Excerpts from a dataset —
☆ ☆ ☆ ☆ ☆

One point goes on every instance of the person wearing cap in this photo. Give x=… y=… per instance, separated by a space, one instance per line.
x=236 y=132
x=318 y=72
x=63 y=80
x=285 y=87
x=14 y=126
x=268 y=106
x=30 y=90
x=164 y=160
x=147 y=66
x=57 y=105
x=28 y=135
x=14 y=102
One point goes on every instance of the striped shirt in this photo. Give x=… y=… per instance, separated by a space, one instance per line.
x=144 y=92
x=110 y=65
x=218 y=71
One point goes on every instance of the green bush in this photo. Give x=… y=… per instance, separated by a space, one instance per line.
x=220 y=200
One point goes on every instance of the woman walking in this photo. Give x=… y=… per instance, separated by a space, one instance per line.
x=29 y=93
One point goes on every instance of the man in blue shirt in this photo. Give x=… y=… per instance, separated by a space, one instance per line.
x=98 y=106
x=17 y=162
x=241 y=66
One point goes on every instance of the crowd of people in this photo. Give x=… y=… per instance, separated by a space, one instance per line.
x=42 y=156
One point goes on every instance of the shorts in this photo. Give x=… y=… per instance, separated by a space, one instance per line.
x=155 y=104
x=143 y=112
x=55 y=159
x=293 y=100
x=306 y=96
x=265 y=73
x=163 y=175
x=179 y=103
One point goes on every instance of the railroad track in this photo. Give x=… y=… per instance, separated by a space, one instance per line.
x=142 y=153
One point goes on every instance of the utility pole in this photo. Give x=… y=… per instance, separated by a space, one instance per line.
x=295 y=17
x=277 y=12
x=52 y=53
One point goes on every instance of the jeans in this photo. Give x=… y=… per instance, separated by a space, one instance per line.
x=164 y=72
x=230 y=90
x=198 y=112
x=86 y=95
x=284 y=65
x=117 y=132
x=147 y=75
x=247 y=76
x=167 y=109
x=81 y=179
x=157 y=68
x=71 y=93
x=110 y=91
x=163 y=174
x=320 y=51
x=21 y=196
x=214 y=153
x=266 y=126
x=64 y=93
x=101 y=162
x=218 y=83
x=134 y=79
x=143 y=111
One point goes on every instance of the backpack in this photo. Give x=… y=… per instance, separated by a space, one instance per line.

☆ ☆ ☆ ☆ ☆

DESCRIPTION OF THE TASK — Please output each record exactly as it appears above.

SOLUTION TO THIS TASK —
One point goes on every instance of the person wearing cap in this photo. Give x=… y=… per instance, separated by a space, one instance per line.
x=236 y=132
x=318 y=72
x=63 y=80
x=285 y=87
x=14 y=126
x=268 y=106
x=30 y=90
x=164 y=160
x=147 y=66
x=57 y=105
x=28 y=135
x=14 y=102
One point goes on every instance of the striped shirt in this photo. Give x=… y=… per instance, separated by a space, one instance per line.
x=144 y=92
x=110 y=65
x=218 y=71
One point goes on every instance of the green bush in this photo. Give x=… y=… per instance, separated by a space, one instance per line.
x=220 y=200
One point goes on every instance of the woman walking in this photo. Give x=… y=… per instance, separated by a space, one instance per line.
x=29 y=93
One point goes on every instance of the man in blue shirt in this photo. Give x=… y=… per instance, separated by a space, one instance per line.
x=98 y=106
x=17 y=162
x=241 y=66
One point goes on every instance of the crowd of people in this photo. Give x=… y=… per instance, separated by a space, one instance per line.
x=42 y=156
One point goes on every instance of the shorts in this photo. Give x=… y=… per instance, separated by a space, one instance per line.
x=155 y=104
x=143 y=112
x=55 y=159
x=293 y=100
x=306 y=96
x=265 y=73
x=163 y=175
x=179 y=103
One point goes on every instance of the railroad track in this photo. Give x=… y=… per instance, separated by a space, one instance per line.
x=142 y=153
One point goes on every instance of the utility pole in this photo. Give x=… y=… per instance, separated by a space, one instance per line.
x=295 y=17
x=277 y=12
x=52 y=53
One point goes on every instance of the jeans in this photo. Give x=… y=… per instance, separated by a space, one instance per line.
x=164 y=72
x=230 y=90
x=198 y=112
x=86 y=95
x=284 y=65
x=117 y=132
x=147 y=75
x=247 y=76
x=167 y=109
x=81 y=179
x=157 y=68
x=71 y=93
x=110 y=91
x=163 y=174
x=320 y=51
x=21 y=196
x=214 y=153
x=266 y=126
x=64 y=93
x=101 y=162
x=218 y=83
x=134 y=79
x=143 y=111
One point goes on every instance of the backpack in this photo. Give x=… y=… per instance, separated by a space, one instance per line.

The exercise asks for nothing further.